-- start --
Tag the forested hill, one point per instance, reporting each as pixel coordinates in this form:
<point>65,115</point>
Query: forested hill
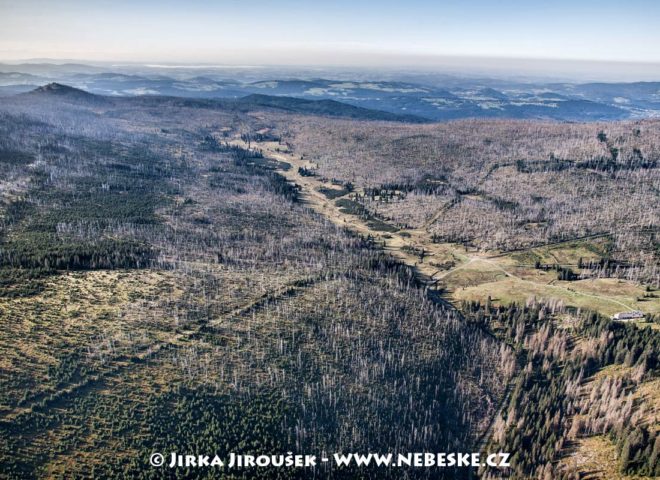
<point>329,108</point>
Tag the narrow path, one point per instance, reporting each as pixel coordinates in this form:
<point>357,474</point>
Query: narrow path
<point>402,245</point>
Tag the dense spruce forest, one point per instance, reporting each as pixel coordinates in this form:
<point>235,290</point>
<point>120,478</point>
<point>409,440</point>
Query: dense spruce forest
<point>165,287</point>
<point>163,291</point>
<point>502,185</point>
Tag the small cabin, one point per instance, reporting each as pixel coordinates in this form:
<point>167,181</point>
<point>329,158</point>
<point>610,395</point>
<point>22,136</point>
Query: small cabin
<point>625,316</point>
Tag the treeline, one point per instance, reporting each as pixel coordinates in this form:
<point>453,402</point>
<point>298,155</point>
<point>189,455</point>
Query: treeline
<point>546,410</point>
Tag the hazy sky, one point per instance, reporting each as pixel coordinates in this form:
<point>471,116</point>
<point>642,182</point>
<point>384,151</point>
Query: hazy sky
<point>333,32</point>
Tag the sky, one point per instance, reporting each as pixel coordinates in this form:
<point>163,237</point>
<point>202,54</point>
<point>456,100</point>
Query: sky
<point>331,33</point>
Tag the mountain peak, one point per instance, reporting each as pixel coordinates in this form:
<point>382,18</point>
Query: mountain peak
<point>60,89</point>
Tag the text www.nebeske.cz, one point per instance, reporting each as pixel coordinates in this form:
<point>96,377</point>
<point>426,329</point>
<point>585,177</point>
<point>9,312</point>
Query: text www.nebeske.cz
<point>290,460</point>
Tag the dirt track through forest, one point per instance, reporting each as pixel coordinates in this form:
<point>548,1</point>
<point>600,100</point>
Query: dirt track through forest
<point>401,245</point>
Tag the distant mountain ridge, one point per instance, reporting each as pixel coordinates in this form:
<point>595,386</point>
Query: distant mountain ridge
<point>330,108</point>
<point>408,96</point>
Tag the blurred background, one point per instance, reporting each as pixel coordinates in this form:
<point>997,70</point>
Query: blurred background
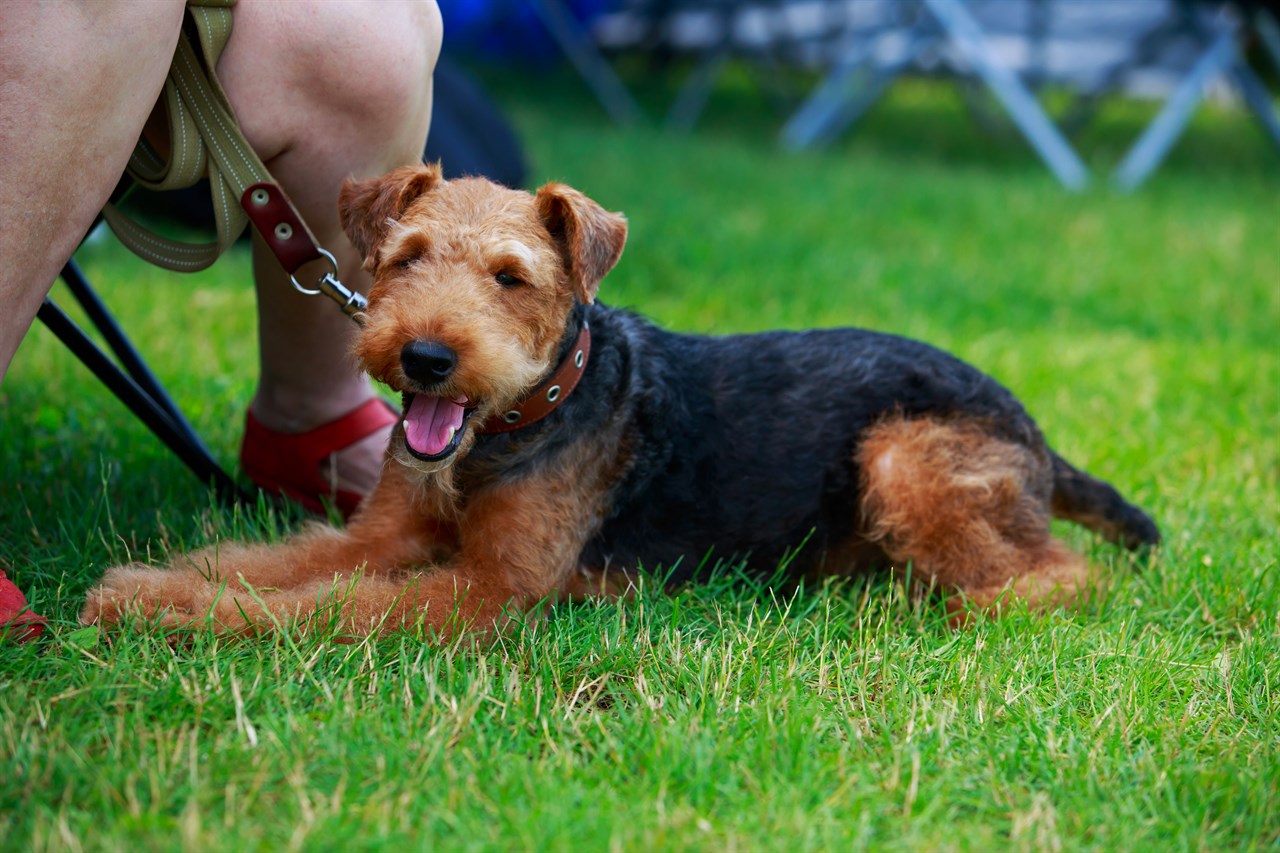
-- end --
**EXERCISE**
Reproduce the rows word for word, beginning at the line that contains "Tag the hazy" and continuing through the end of the rows. Leave the pictures out of your answer.

**RESULT FOR THIS EXERCISE**
Tag the hazy sky, one point per instance, reporting each as pixel coordinates in this form:
<point>471,116</point>
<point>642,182</point>
<point>384,151</point>
Query: hazy sky
<point>333,32</point>
Tag the sky, one point per instance, reporting each as pixel coordinates in this form:
<point>163,237</point>
<point>202,54</point>
<point>456,100</point>
Query: sky
<point>331,33</point>
Tag the mountain peak, one point per instance, reporting each as pixel coordinates in this form:
<point>382,18</point>
Query: mountain peak
<point>60,89</point>
Tag the text www.nebeske.cz, one point per instance, reporting each as pixel coordinates in this form:
<point>96,377</point>
<point>426,329</point>
<point>585,177</point>
<point>9,312</point>
Query: text www.nebeske.cz
<point>290,460</point>
Tag the dirt track through forest, one point per instance, reporting each as pixel coordinates in this form:
<point>548,1</point>
<point>600,100</point>
Query: dirt track through forest
<point>401,245</point>
Tag the distant mountain ridge, one point per instance, reporting each as pixel coordinates in this form:
<point>595,386</point>
Query: distant mountain ridge
<point>330,108</point>
<point>408,96</point>
Tag the blurred background, one point per instance, reporting each as pixel coordinates in this form:
<point>997,70</point>
Query: blurred background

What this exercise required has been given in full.